Would you transcribe the records below from the line with "Where can the tree line" to the line with "Where can the blue plastic", ends included, exactly and with nothing more, leaving the pictures out?

(Dataset entries)
★ ★ ★ ★ ★ ★ ★

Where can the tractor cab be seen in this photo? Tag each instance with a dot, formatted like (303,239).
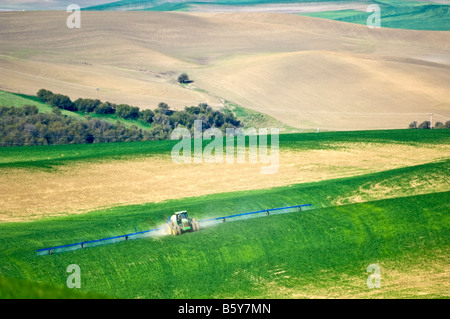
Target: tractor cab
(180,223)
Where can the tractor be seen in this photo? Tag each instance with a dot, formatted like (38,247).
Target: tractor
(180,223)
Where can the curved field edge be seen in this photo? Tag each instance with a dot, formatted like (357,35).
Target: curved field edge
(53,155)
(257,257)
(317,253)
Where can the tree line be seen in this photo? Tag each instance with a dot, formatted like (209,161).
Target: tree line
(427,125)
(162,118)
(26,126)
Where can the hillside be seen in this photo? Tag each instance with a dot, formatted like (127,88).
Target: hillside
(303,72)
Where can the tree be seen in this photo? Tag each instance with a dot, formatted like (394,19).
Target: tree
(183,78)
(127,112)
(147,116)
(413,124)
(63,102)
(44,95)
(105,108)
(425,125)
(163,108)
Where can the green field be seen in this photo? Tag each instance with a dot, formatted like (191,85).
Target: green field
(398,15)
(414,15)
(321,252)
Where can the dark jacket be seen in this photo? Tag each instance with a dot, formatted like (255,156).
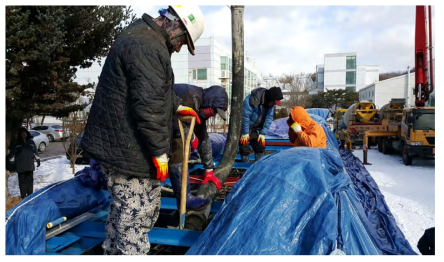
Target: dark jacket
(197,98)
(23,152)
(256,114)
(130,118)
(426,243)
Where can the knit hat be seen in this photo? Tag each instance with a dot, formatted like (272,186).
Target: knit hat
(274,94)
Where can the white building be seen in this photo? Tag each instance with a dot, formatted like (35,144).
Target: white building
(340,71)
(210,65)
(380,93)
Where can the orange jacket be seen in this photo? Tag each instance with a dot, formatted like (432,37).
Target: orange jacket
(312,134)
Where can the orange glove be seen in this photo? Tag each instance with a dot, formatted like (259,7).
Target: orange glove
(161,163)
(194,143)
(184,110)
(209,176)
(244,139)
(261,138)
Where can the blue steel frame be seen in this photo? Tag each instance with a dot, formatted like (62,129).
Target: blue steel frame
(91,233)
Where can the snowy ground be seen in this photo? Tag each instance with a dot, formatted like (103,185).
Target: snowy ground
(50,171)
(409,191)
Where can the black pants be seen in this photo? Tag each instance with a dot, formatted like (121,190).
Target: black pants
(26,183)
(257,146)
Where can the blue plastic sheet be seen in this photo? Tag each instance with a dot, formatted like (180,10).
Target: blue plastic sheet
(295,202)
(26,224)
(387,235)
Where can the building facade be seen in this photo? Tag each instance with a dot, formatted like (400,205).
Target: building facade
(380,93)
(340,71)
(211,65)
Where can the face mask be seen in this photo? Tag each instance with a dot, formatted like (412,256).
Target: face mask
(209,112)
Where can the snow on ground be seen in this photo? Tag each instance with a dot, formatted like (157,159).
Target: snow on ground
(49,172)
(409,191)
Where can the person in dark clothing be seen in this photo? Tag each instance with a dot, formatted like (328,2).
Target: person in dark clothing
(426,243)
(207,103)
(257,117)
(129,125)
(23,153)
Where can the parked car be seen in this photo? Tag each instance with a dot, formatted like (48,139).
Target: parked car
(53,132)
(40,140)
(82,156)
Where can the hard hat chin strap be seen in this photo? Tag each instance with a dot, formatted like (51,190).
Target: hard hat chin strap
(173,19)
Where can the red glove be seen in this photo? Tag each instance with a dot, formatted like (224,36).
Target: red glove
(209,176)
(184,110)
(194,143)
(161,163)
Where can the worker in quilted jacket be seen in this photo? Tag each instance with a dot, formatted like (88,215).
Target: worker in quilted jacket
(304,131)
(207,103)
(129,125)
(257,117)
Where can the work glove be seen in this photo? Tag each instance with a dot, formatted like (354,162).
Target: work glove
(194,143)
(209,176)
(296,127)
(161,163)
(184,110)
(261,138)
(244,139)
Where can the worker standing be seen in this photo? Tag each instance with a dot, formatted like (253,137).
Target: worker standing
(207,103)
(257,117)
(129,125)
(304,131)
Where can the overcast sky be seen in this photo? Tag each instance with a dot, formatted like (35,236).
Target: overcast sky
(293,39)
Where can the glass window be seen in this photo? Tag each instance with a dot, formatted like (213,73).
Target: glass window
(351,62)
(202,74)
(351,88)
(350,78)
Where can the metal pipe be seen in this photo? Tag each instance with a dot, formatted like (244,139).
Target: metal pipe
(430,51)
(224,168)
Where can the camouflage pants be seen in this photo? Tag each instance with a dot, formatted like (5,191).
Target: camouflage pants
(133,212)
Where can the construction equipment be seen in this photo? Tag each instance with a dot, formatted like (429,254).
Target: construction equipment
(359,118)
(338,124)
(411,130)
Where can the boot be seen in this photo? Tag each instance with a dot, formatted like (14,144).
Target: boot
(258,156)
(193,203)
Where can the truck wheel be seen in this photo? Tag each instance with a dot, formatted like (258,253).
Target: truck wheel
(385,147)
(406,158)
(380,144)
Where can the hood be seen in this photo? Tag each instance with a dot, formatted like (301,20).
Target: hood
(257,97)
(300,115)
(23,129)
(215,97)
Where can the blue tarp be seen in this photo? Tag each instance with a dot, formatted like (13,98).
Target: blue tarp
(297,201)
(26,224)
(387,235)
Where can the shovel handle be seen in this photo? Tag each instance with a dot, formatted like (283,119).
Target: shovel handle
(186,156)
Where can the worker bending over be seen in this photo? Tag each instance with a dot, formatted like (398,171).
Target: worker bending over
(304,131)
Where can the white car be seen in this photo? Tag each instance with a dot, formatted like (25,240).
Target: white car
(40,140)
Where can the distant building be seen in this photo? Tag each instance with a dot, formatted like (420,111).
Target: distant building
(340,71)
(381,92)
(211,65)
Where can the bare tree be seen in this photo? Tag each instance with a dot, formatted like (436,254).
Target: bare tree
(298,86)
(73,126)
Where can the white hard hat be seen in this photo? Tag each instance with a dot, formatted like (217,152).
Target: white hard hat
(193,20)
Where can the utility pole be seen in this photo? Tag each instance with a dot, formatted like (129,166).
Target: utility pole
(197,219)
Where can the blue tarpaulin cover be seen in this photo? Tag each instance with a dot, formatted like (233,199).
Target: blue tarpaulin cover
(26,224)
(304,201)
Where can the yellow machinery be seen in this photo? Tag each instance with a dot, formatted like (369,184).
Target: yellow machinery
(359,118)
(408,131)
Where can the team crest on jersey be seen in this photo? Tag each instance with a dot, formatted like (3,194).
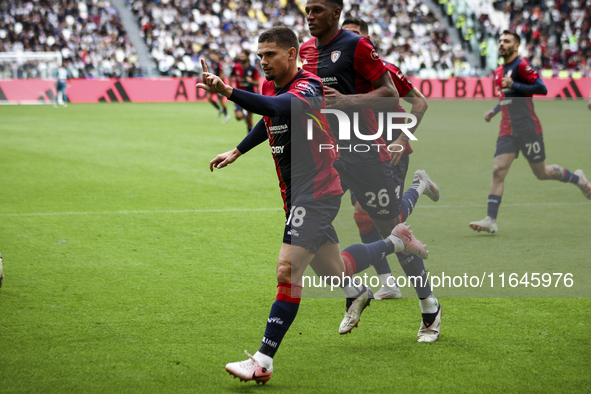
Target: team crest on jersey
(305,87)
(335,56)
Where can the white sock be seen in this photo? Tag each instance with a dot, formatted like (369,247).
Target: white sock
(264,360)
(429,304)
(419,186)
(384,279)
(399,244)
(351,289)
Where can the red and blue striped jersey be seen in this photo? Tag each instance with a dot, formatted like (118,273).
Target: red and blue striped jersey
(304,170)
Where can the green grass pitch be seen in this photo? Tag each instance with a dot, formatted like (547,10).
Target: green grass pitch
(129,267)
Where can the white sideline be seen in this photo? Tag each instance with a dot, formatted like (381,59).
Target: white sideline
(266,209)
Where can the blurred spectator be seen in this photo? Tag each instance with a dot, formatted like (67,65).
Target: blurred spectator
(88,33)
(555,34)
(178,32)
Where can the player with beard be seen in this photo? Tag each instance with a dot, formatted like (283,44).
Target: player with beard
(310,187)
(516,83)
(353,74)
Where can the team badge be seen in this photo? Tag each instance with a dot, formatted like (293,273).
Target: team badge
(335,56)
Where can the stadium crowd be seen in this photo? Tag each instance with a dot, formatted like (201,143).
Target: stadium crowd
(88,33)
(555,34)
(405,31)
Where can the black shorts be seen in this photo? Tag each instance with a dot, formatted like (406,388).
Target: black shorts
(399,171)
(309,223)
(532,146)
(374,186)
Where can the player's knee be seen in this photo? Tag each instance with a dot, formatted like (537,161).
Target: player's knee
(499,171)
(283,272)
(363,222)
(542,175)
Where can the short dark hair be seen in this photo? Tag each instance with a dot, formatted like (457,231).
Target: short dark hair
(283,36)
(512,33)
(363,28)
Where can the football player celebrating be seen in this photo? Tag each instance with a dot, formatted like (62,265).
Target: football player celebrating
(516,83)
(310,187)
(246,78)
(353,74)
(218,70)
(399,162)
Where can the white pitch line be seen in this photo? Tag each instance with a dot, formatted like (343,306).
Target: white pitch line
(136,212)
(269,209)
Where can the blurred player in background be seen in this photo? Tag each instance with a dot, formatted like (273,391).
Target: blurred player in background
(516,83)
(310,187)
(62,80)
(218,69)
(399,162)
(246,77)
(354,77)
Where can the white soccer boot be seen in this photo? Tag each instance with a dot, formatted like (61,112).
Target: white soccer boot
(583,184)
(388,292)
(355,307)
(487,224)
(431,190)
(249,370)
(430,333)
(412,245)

★ ★ ★ ★ ★ ★ ★

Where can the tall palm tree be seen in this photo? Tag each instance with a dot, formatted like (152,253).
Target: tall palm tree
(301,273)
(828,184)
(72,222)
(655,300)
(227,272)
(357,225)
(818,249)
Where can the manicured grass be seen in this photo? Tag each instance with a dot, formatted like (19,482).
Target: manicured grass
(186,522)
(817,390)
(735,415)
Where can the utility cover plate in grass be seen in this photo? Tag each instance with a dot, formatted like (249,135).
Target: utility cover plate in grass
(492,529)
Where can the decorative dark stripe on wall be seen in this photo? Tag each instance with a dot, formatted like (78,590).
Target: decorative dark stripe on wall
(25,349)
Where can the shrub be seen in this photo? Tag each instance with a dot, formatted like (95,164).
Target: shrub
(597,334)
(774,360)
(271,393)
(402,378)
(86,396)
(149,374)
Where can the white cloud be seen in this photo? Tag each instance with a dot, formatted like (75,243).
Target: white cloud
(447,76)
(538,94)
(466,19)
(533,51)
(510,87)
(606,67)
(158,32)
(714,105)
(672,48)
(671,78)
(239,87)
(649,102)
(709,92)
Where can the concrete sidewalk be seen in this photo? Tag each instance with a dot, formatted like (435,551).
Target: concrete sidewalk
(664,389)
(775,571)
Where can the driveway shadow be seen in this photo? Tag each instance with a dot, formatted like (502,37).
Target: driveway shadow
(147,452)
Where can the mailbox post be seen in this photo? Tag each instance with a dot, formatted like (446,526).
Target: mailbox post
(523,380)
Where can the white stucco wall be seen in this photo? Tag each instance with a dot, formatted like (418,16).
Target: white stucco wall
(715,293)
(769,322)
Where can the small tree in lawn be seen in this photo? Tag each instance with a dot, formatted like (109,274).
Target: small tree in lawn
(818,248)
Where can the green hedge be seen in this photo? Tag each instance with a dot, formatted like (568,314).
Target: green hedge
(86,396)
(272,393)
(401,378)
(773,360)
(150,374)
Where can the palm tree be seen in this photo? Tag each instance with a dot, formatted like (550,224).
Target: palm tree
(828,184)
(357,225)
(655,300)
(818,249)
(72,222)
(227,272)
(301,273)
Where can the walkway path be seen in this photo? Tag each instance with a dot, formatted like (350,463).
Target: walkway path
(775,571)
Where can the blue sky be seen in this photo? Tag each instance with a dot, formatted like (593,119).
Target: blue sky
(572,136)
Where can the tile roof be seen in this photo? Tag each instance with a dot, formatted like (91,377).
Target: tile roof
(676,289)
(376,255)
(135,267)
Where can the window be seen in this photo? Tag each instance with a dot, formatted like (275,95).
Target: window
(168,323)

★ ★ ★ ★ ★ ★ ★

#### Response to the exercise:
Where can the tree line be seen in this photo? Tag each instance with a dot, formatted like (209,161).
Target: tree line
(427,125)
(162,118)
(26,126)
Where can the hillside be seen in this photo? Tag each instance with a dot, formatted like (127,88).
Target: hillside
(303,72)
Where can the tree be seen in this photo? Tag each instance with a dot, formatted like (394,19).
Target: tree
(183,78)
(127,112)
(147,116)
(413,124)
(63,102)
(44,95)
(105,108)
(425,125)
(163,108)
Where can the green field be seen in this photo? Tag each instance with a dot, formatted like (191,85).
Target: green field
(398,15)
(414,15)
(321,252)
Where can the dark jacket be seen in this photo? Tag each instance with a dot, formatted like (255,156).
Target: dark jacket
(197,98)
(23,152)
(256,114)
(130,118)
(426,243)
Where can the knit hat be seen in this photo? Tag each instance with a dot, formatted like (272,186).
Target: knit hat
(274,94)
Where can the white building be seen in this photo? Tag each instance with a dot, formatted like (35,144).
Target: white building
(340,71)
(210,65)
(380,93)
Where can the orange jacket be seen in this photo? Tag each instance with a dot, formatted like (432,37).
Target: orange jacket
(312,134)
Where can the orange glove be seen in this photo? Tag each instance with a dot, formatted like (259,7).
Target: orange glove
(161,163)
(194,143)
(184,110)
(209,176)
(244,139)
(261,138)
Where can the blue steel frame be seen in this photo? Tag each instance with a dot, formatted like (62,129).
Target: blue steel frame
(91,233)
Where can the snowy ground be seen in this photo? Tag each instance with a dot, formatted like (103,185).
Target: snowy ground
(50,171)
(409,191)
Where can the black pants be seen in this photo? Tag each instance with a dot, formatted like (121,190).
Target: black pants
(26,183)
(257,146)
Where can the blue plastic sheet be seen in this photo? Tag each instance with a dot, formatted like (180,10).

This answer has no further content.